* _Material for the task_:
■ ■ ■ ■ ■ ■ ■
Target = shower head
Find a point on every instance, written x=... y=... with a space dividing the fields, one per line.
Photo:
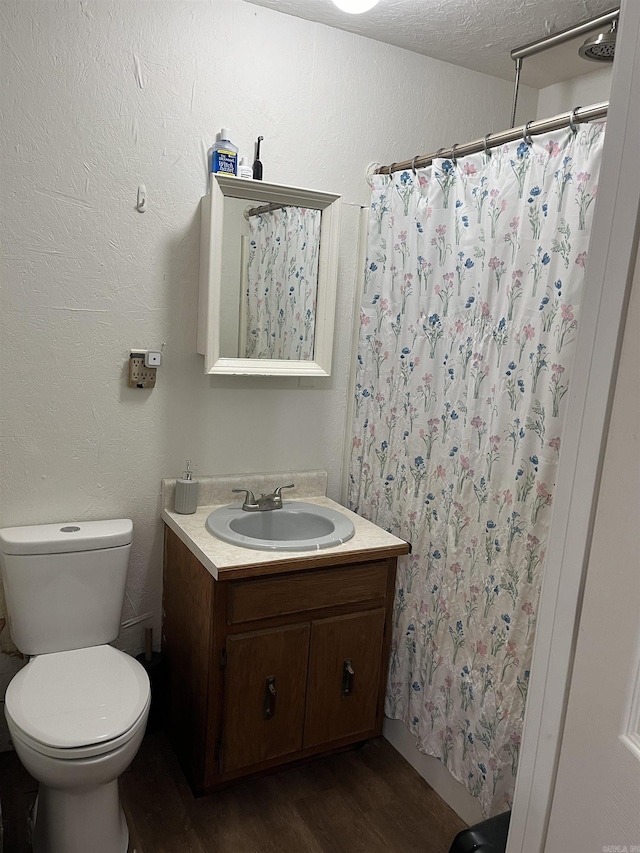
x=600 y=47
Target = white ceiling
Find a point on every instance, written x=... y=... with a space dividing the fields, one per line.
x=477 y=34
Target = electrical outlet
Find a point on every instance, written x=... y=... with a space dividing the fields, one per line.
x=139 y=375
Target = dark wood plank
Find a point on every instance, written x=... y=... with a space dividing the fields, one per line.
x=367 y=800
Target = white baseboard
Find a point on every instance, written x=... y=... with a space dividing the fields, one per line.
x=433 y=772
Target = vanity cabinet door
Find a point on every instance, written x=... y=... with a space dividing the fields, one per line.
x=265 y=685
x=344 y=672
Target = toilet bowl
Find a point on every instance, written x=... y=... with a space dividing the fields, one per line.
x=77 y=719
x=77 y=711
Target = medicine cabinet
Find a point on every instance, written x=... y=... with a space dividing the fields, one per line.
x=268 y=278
■ ■ ■ ■ ■ ■ ■
Reproduce every line of the records above verbatim, in their original order, omitting the picture.

Target = shower head
Find a point on every instance, written x=... y=... with a space dividing the fields, one per line.
Photo:
x=600 y=47
Target = white ceiling
Find a point on every instance, written x=... y=... with a space dividing the fields, one per line.
x=477 y=34
Target = electrical outlet
Find a point on every instance, written x=... y=... with a space dividing the fields, one per line.
x=139 y=375
Target = dark wood plank
Find a point on every instance, written x=... y=... with a space dividing the fields, one per line.
x=367 y=800
Target = white baseboard
Find a point on every instance, written x=... y=... with a space dividing the fields, one per line.
x=433 y=772
Target = vanity cabinet door
Find a point on every instance, written x=... y=... with a space dividing the fields, one per line.
x=265 y=685
x=344 y=672
Target = toilet bowl
Find a point on every instance, written x=... y=... with a space dividing the fields, one per line.
x=77 y=719
x=77 y=711
Target = medicine cabinet
Find a point on every instance, written x=... y=... with a space dividing the fields, one per line.
x=268 y=278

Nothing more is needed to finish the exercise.